EXERCISE >>
Below are the entries; set down each of them exactly.

Saved data entries
BEGIN

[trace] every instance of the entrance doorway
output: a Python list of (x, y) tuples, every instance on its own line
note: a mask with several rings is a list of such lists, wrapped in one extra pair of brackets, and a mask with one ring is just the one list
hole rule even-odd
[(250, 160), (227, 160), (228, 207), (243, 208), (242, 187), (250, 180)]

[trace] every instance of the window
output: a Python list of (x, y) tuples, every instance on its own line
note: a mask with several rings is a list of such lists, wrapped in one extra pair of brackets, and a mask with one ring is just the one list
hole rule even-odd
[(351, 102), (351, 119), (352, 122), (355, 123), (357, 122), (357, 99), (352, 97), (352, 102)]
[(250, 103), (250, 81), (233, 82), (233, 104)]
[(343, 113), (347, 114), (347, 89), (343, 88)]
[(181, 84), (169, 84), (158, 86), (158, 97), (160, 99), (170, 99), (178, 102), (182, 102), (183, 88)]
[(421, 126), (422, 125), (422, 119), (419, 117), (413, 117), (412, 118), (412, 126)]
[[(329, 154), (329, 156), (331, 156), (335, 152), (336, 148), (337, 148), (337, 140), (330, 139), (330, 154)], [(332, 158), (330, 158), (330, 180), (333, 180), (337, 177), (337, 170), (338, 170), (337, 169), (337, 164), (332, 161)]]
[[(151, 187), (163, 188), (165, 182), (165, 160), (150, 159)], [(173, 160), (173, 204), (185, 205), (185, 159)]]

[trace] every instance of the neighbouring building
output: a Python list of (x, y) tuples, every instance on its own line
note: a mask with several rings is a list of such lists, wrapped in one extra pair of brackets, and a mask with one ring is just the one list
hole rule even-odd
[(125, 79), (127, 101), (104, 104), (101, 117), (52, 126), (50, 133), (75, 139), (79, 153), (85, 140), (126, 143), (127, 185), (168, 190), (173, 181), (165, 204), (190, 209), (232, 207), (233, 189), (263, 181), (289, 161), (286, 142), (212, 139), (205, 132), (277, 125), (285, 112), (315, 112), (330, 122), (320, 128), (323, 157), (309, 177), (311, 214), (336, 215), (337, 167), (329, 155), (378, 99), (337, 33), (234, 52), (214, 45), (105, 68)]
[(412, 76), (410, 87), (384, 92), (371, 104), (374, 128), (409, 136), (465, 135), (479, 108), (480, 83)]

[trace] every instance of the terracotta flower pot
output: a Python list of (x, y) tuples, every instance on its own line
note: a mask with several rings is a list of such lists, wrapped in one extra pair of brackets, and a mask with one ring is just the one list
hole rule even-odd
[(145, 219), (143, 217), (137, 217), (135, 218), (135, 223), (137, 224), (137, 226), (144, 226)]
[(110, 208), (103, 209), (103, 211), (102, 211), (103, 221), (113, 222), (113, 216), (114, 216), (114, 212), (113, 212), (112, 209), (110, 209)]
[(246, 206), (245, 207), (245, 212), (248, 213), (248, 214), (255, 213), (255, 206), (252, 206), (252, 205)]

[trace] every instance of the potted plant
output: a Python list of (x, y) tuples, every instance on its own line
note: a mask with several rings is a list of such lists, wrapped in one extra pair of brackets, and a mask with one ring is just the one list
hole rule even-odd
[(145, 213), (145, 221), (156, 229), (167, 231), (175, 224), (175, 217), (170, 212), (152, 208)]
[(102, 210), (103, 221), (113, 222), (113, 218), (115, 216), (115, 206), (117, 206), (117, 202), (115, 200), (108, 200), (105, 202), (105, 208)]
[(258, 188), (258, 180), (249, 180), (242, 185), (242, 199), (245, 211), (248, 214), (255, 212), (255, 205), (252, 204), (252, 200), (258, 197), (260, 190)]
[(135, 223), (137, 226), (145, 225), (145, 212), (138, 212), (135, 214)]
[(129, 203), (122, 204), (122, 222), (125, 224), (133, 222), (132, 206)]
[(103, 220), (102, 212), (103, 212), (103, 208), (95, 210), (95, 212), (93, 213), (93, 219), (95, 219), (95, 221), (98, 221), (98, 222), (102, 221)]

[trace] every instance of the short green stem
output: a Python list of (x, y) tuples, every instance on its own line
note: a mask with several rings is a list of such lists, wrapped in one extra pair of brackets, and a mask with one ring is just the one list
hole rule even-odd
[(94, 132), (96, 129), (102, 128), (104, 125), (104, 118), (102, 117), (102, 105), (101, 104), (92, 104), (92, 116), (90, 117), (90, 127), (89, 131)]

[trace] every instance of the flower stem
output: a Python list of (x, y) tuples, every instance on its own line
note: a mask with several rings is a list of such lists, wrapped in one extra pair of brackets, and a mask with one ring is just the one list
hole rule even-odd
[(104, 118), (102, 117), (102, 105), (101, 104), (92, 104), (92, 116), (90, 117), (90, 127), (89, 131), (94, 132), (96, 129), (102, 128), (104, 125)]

END

WORKED SOLUTION >>
[trace] every instance of the entrance doorway
output: a Python list of (x, y) tuples, every instance on its own line
note: a mask with several rings is a list of such lists, wrapped in one extra pair of brackets, and a mask with one ring is just the one list
hole rule even-odd
[(250, 160), (227, 160), (228, 207), (243, 208), (242, 187), (250, 180)]

[trace] every instance of the window
output: a Python list of (x, y) tuples, every instance on its own line
note: a mask with several rings is a list of such lists, wrapped in one extra pair of brackets, and a mask with one ring is just the one list
hole rule even-odd
[(351, 102), (351, 119), (352, 122), (355, 123), (357, 122), (357, 99), (352, 97), (352, 102)]
[(250, 103), (250, 81), (233, 82), (233, 104)]
[(343, 113), (347, 114), (347, 89), (343, 88)]
[(181, 84), (169, 84), (158, 86), (158, 97), (160, 99), (170, 99), (178, 102), (182, 102), (183, 88)]
[(421, 126), (422, 125), (422, 119), (419, 117), (413, 117), (412, 118), (412, 126)]
[[(329, 154), (329, 156), (331, 156), (335, 152), (336, 148), (337, 148), (337, 140), (330, 139), (330, 154)], [(332, 158), (330, 158), (330, 180), (333, 180), (337, 177), (337, 170), (338, 170), (337, 169), (337, 164), (332, 161)]]
[[(151, 187), (163, 188), (165, 182), (165, 160), (150, 159)], [(173, 160), (173, 204), (185, 205), (185, 159)]]

[trace] every instance of the neighbouring building
output: a Python list of (x, y) tuples, every instance on its own line
note: a mask with several rings is a list of such lists, wrapped in one extra pair of brackets, and a mask with one ring is just the one list
hole rule even-odd
[(125, 79), (127, 101), (104, 104), (101, 117), (52, 126), (50, 133), (75, 139), (79, 153), (85, 140), (126, 143), (127, 185), (168, 190), (173, 181), (165, 204), (190, 209), (232, 207), (233, 189), (263, 181), (289, 161), (286, 142), (212, 139), (205, 132), (277, 125), (285, 112), (315, 112), (330, 122), (320, 128), (323, 157), (309, 177), (311, 214), (336, 215), (337, 167), (329, 155), (378, 99), (337, 33), (234, 52), (214, 45), (105, 68)]
[(412, 76), (410, 87), (384, 92), (371, 104), (374, 128), (409, 136), (465, 135), (479, 108), (480, 83)]

[trace] every instance of the terracotta flower pot
output: a Python list of (x, y) tuples, every instance on its own line
note: a mask with several rings is a list of such lists, wrapped in one extra pair of brackets, and a mask with one ring is just the one list
hole rule even-odd
[(145, 219), (143, 217), (137, 217), (135, 218), (135, 223), (137, 224), (137, 226), (144, 226)]
[(110, 208), (103, 209), (103, 211), (102, 211), (103, 221), (113, 222), (113, 216), (114, 216), (114, 212), (113, 212), (112, 209), (110, 209)]
[(246, 206), (245, 207), (245, 212), (248, 213), (248, 214), (255, 213), (255, 206), (252, 206), (252, 205)]

[trace] every instance of the potted plant
output: a Python list of (x, y) tuples, every instance on its own line
note: a mask with several rings is a list of such lists, wrapped in one extra pair of brackets, and a mask with one ring is just the one list
hole rule even-odd
[(145, 213), (145, 221), (156, 229), (167, 231), (175, 224), (175, 217), (170, 212), (152, 208)]
[(102, 210), (103, 221), (113, 222), (113, 218), (115, 216), (115, 206), (117, 206), (117, 202), (115, 200), (108, 200), (105, 202), (105, 208)]
[(258, 188), (258, 180), (249, 180), (242, 185), (242, 199), (245, 211), (248, 214), (255, 212), (255, 205), (252, 204), (252, 200), (258, 197), (260, 190)]
[(135, 223), (137, 226), (145, 225), (145, 212), (138, 212), (135, 214)]
[(129, 203), (122, 204), (122, 222), (125, 224), (133, 222), (132, 206)]
[(103, 220), (102, 212), (103, 212), (103, 208), (95, 210), (95, 212), (93, 213), (93, 219), (95, 219), (95, 221), (98, 221), (98, 222), (102, 221)]

[trace] every instance of the short green stem
output: a Python list of (x, y) tuples, every instance on its own line
note: a mask with several rings is a list of such lists, wrapped in one extra pair of brackets, and a mask with one ring is just the one list
hole rule even-odd
[(94, 132), (96, 129), (102, 128), (104, 125), (104, 118), (102, 117), (102, 105), (101, 104), (92, 104), (92, 116), (90, 117), (90, 127), (89, 131)]

[trace] every instance of the flower stem
output: a Python list of (x, y) tuples, every instance on its own line
note: a mask with several rings is a list of such lists, wrapped in one extra pair of brackets, and a mask with one ring is just the one list
hole rule even-odd
[(104, 118), (102, 117), (102, 105), (101, 104), (92, 104), (92, 116), (90, 117), (90, 127), (89, 131), (94, 132), (96, 129), (102, 128), (104, 125)]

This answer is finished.